THINGS TO DO:
A. List every map that the thread on the irrational rotation algebra defines by a formula.
B. In the thread on the irrational rotation algebra, copy word for word the text from "I'm reading Davidson's" to "the above formula?".

━━ EXCERPTED PASSAGE

I'm reading Davidson's book C* Algebras by Example.in the proof of the irrational rotational algebra has unique trace. he define a automorphism:
$$\rho_{\lambda,\mu}(U)=\lambda U, \rho_{\lambda,\mu}(V)=\mu V, $$ where $U,V$ are the generator of the irrational rotational algebra. then define two maps: $$\Phi_{1}(A)=\int_{0}^{1}{\rho_{1,e^{2\pi it}}(A)}dt,\Phi_{2}(A)=\int_{0}^{1}{\rho_{e^{2\pi it,1}}(A)}dt$$ then we can prove that $$\Phi_{1} (\sum_{k,l}{a_{k,l}U^{k}V^{l}})=\sum_{k}{a_{k,0} U^{k}} $$ in the book it says ''If $A$ is positive and non-zero,then $\rho_{1,e^{2\pi it}}(A)$ is positive and nonzero for all $t$. thus the integral $\Phi(A)$ is positive and nonzero. Hence $\Phi_{1}$ is positive and faithful.'' I agree that $\Phi_{1}$ is positive, but how can it be faithful since $\Phi_{1}(V)=0$ by the above formula?
Faithful means "nonzero on positive elements". Here $V$ is a unitary distinct from the identity, so it is not positive.
The situation is no different than that for the trace in $M_2(\mathbb C)$, which is faithful, while $\operatorname{Tr}(V)=0$ when $V$ is, for instance, $$ \begin{bmatrix} 1&0\\0&-1\end{bmatrix},\ \ \ \begin{bmatrix} 0&1\\ 1&0\end{bmatrix},\ \ \text{ or }\ \ \begin{bmatrix} 1/\sqrt2&1/\sqrt2\\ 1/\sqrt2&-1\sqrt2\end{bmatrix}. $$

━━━━
━━ EXTRACTED INFORMATION

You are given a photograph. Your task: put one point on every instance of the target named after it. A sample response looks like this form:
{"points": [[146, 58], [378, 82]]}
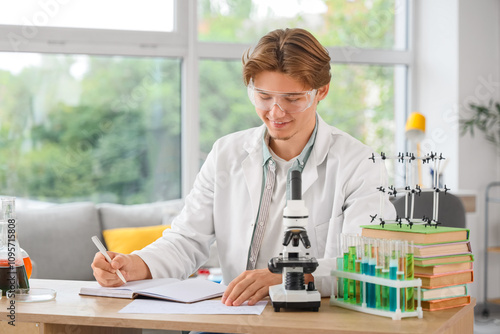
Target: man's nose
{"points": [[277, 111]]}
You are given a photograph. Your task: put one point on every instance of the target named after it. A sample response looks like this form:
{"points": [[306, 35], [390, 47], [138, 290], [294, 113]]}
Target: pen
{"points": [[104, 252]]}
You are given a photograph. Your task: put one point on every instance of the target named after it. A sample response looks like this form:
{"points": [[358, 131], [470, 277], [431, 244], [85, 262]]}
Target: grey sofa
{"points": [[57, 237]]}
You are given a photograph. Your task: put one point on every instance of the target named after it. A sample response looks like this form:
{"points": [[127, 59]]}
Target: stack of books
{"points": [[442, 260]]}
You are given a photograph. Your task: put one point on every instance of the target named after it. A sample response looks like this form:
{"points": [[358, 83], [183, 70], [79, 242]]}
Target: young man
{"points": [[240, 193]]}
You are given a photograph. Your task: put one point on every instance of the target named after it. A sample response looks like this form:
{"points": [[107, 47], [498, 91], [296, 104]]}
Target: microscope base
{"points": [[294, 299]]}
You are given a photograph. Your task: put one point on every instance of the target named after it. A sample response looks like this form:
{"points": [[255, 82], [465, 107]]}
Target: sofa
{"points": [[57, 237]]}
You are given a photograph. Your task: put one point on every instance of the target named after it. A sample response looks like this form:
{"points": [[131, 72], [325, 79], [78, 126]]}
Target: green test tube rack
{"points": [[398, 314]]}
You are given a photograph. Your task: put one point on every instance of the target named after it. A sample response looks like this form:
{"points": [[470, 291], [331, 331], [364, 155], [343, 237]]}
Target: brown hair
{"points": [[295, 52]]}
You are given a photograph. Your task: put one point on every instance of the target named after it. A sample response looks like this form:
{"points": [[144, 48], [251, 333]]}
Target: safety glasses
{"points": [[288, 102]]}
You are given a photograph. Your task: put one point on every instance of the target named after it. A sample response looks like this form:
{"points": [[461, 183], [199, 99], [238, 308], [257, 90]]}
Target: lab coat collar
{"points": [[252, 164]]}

━━━━
━━ EXTRACTED INFORMATION

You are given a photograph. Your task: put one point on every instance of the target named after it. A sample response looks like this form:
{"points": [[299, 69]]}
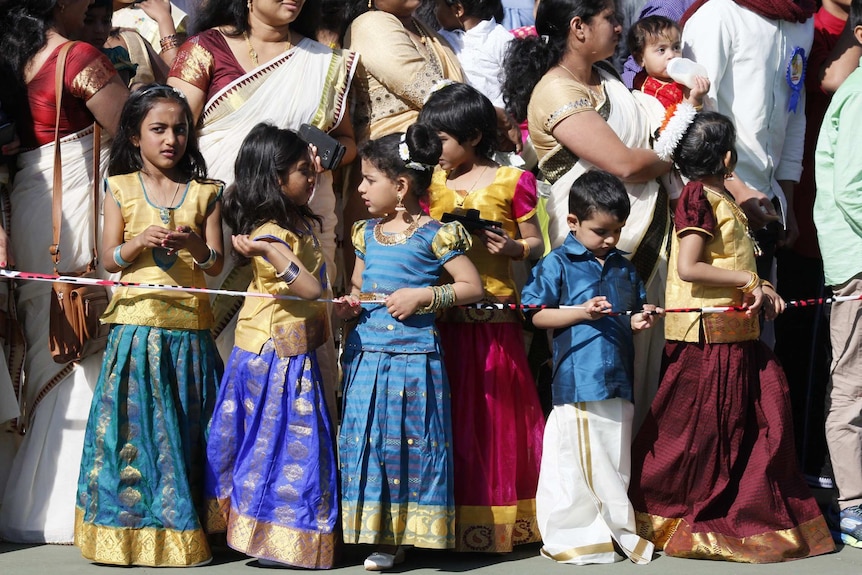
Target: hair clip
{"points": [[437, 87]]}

━━━━
━━ EXTRACTED INFORMATION

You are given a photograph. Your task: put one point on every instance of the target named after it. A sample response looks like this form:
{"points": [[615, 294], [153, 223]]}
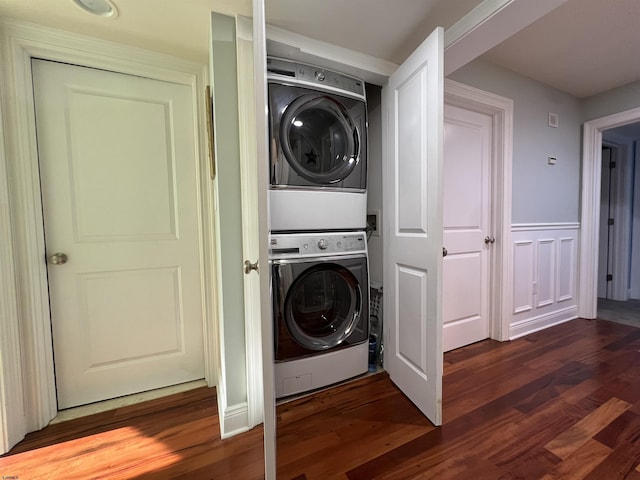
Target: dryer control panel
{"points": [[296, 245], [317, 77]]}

━━━━

COMPLETE ANSWERS:
A.
- $\rho_{\lambda,\mu}$
- $\Phi_{1}$
- $\Phi_{2}$

B.
I'm reading Davidson's book C* Algebras by Example.in the proof of the irrational rotational algebra has unique trace. he define a automorphism:
$$\rho_{\lambda,\mu}(U)=\lambda U, \rho_{\lambda,\mu}(V)=\mu V, $$ where $U,V$ are the generator of the irrational rotational algebra. then define two maps: $$\Phi_{1}(A)=\int_{0}^{1}{\rho_{1,e^{2\pi it}}(A)}dt,\Phi_{2}(A)=\int_{0}^{1}{\rho_{e^{2\pi it,1}}(A)}dt$$ then we can prove that $$\Phi_{1} (\sum_{k,l}{a_{k,l}U^{k}V^{l}})=\sum_{k}{a_{k,0} U^{k}} $$ in the book it says ''If $A$ is positive and non-zero,then $\rho_{1,e^{2\pi it}}(A)$ is positive and nonzero for all $t$. thus the integral $\Phi(A)$ is positive and nonzero. Hence $\Phi_{1}$ is positive and faithful.'' I agree that $\Phi_{1}$ is positive, but how can it be faithful since $\Phi_{1}(V)=0$ by the above formula?